__TASK INSTRUCTIONS__:
A) In the impact investing article, which organization put out the report "How Women and Men Approach Impact Investing"?
B) Copy the impact investing article starting with "Our latest report" and going on through "with impact investing.", but swap "infographic" for "chart".

__DOCUMENT PASSAGE__:
--- --- ---
Men are more likely to use impact investing as a replacement for charitable giving. Why?

Men are more likely to use impact investing as a replacement for charitable giving. Why?

The rise of impact investing — which seeks to achieve both financial and social returns — is exciting to watch. It underscores a growing interest in social impact, and encourages all of us to use our dollars to invest in the change we want to see. At the same time, it raises important questions for the philanthropic sector: how does impact investing relate to traditional charitable giving? And how should organizations evolve their strategies as impact investing continues to gain steam?


Our latest report from the Women’s Philanthropy Institute, How Women and Men Approach Impact Investing,” explores these questions and more through a gender lens. It is one of the first reports to do so. You can view the key findings in this infographic, but here’s one that gave me pause for thought:


Households where men make charitable giving decisions – either as single men, or as sole deciders within their marriages – are more likely to replace charitable giving with impact investing.


While we address some of the possible reasons behind this finding of the report, I wanted to hear reactions from those on the front lines. Why are men more likely to see impact investing as a replacement to charitable giving while women see it as a complement? Does this dynamic mirror real-world experiences? Here’s what they had to say.


Men often lead with “or” while women start with “and.”


Kathleen McQuiggan, wealth advisor with Artemis Financial Advisors and Invest In Women advocate, said: “We are finding that more women investors want to talk about how they can put their wealth to work earning financial returns AND they are interested in having an impact. The conversation with most men often is still the OR decision; I could invest in charity OR think about an impact investment. The question ‘What do you want your wealth to do for you?’ is the starting point, and then how we get there is where we really get down to talking about what matters to each individual.”


The finding underscores gender norms around both investing and philanthropy.
--- --- ---
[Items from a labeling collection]
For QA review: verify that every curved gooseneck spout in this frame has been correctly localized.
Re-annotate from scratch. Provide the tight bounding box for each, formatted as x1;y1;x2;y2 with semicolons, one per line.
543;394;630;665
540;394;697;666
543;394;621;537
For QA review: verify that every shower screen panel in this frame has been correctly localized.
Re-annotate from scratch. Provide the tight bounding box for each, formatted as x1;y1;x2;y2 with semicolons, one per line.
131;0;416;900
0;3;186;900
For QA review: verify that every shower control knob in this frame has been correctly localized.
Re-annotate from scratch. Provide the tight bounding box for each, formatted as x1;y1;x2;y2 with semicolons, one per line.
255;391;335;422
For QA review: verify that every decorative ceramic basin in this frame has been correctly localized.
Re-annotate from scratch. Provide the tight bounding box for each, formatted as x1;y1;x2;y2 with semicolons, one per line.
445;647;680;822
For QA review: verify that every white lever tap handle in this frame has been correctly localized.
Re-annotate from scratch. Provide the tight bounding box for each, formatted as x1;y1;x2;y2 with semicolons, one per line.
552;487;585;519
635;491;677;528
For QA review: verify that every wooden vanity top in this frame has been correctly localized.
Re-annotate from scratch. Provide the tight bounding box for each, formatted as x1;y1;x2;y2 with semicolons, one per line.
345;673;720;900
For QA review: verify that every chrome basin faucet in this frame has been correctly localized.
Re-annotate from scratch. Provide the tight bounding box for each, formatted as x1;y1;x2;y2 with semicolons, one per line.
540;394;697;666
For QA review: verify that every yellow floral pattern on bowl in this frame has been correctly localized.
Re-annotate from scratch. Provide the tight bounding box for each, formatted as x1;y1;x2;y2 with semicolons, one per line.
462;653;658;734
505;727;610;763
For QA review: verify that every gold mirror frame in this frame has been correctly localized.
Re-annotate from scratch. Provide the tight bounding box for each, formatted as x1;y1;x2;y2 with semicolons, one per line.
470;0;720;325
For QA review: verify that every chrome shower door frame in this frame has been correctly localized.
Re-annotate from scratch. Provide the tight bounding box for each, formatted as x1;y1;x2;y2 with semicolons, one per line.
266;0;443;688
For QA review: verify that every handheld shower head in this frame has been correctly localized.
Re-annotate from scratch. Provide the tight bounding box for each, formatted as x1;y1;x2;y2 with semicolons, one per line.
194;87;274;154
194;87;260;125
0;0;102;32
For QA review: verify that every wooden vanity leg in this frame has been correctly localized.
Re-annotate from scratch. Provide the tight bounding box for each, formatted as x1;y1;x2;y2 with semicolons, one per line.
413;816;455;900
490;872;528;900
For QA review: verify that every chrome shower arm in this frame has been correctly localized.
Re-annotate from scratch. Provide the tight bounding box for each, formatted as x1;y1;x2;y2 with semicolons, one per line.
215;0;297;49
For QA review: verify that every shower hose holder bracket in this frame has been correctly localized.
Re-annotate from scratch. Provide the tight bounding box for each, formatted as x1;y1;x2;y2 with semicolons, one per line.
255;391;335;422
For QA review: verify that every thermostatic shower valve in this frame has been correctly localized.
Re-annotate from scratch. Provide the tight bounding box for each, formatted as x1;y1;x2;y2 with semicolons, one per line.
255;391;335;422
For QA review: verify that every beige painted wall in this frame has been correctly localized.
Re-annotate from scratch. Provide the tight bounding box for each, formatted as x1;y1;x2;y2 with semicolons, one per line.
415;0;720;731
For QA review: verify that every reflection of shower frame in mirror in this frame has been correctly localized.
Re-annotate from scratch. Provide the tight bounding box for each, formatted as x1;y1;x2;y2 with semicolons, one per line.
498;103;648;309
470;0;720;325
--- --- ---
__WORKED ANSWERS__:
A) The Women's Philanthropy Institute

B)
Our latest report from the Women’s Philanthropy Institute, How Women and Men Approach Impact Investing,” explores these questions and more through a gender lens. It is one of the first reports to do so. You can view the key findings in this chart, but here’s one that gave me pause for thought:


Households where men make charitable giving decisions – either as single men, or as sole deciders within their marriages – are more likely to replace charitable giving with impact investing.